» **Task inputs**
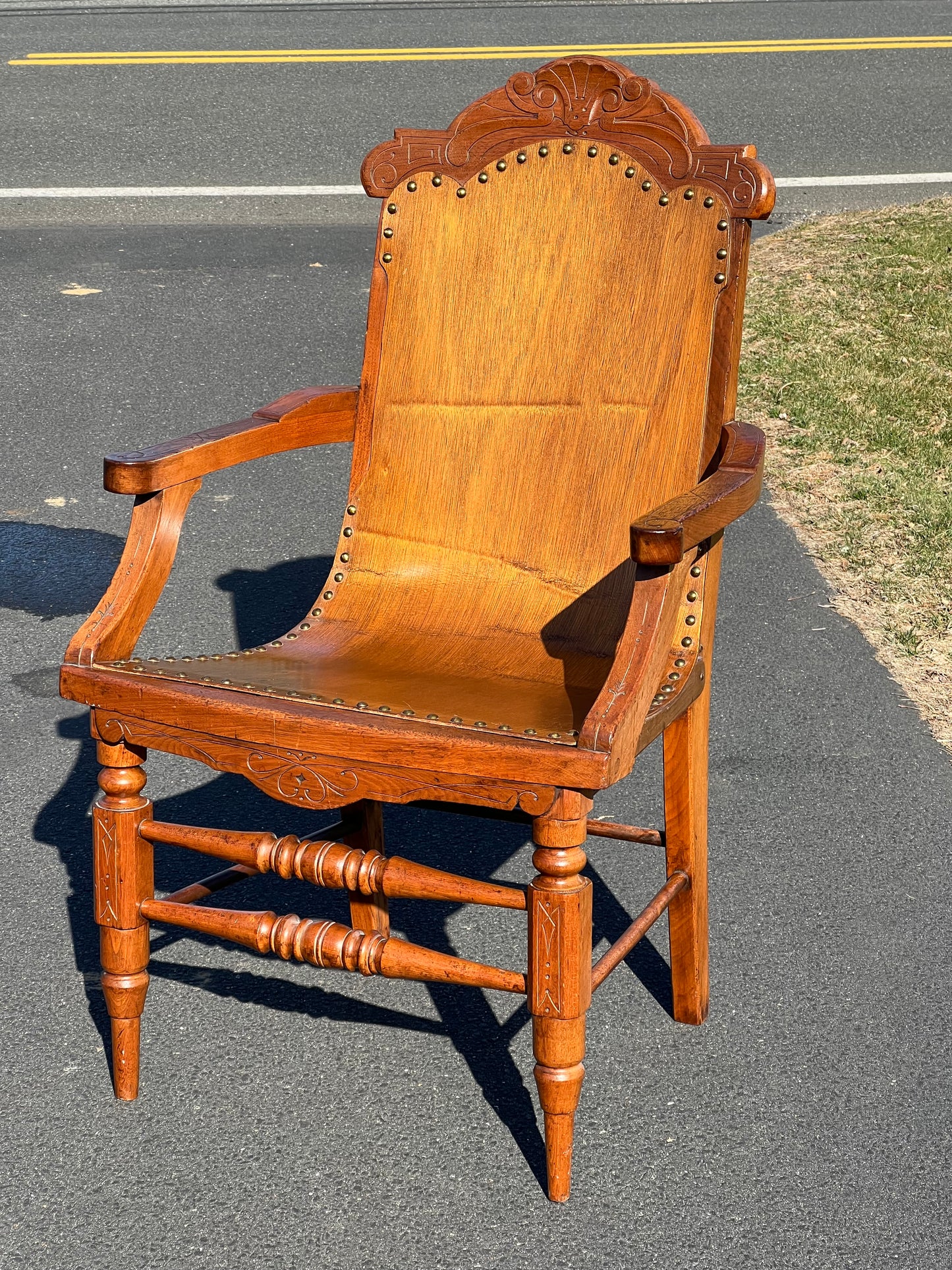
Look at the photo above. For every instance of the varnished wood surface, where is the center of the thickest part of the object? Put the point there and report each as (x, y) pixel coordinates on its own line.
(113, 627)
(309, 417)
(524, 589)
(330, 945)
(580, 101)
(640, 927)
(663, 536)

---

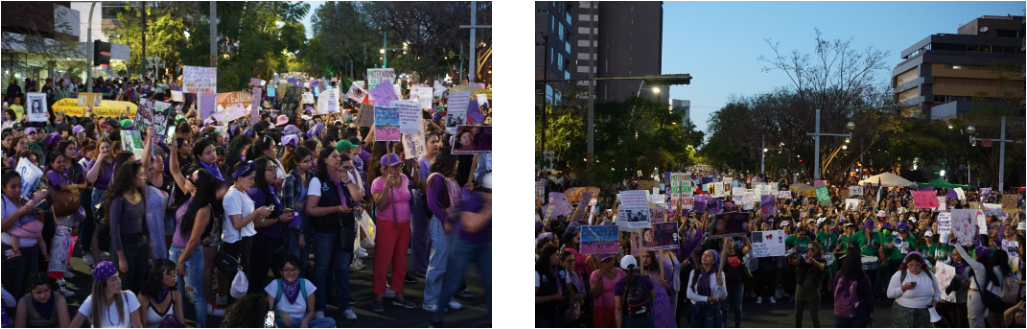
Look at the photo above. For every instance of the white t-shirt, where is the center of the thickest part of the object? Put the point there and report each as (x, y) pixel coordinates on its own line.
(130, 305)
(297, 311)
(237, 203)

» **What is asked**
Count how many lines of the entries above contain the string "wood", treating uppercase and lowercase letters as different. Reply with only that number.

» **Result of the exercise**
1